— begin —
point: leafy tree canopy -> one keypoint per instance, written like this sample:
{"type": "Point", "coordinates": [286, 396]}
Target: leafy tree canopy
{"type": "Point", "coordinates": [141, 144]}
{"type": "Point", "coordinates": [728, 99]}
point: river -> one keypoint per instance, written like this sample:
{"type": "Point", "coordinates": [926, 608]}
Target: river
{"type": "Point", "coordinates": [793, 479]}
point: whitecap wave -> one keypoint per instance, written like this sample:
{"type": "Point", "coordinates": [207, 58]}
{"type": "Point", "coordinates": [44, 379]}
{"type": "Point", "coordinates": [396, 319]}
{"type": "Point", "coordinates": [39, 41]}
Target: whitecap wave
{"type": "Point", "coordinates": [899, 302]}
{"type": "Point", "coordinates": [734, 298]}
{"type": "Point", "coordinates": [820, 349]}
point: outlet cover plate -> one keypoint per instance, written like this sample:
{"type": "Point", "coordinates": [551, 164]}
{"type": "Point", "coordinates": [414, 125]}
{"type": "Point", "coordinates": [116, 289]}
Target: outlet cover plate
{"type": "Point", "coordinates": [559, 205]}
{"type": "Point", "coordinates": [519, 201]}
— end —
▸ **SET PROBLEM**: Take the lines above and print them exactly.

▸ **EXPECTED ANSWER**:
point: leafy tree canopy -> one keypoint per instance, written like this sample:
{"type": "Point", "coordinates": [286, 396]}
Target: leafy tree canopy
{"type": "Point", "coordinates": [141, 144]}
{"type": "Point", "coordinates": [728, 99]}
point: river -> one keypoint per instance, written like this sample:
{"type": "Point", "coordinates": [926, 608]}
Target: river
{"type": "Point", "coordinates": [793, 479]}
point: whitecap wave -> one keypoint per instance, written like this sample:
{"type": "Point", "coordinates": [207, 58]}
{"type": "Point", "coordinates": [44, 379]}
{"type": "Point", "coordinates": [396, 319]}
{"type": "Point", "coordinates": [39, 41]}
Target: whitecap wave
{"type": "Point", "coordinates": [899, 302]}
{"type": "Point", "coordinates": [734, 298]}
{"type": "Point", "coordinates": [820, 349]}
point: outlet cover plate -> one keypoint per instance, written like this sample:
{"type": "Point", "coordinates": [551, 164]}
{"type": "Point", "coordinates": [414, 125]}
{"type": "Point", "coordinates": [116, 289]}
Target: outlet cover plate
{"type": "Point", "coordinates": [559, 205]}
{"type": "Point", "coordinates": [519, 201]}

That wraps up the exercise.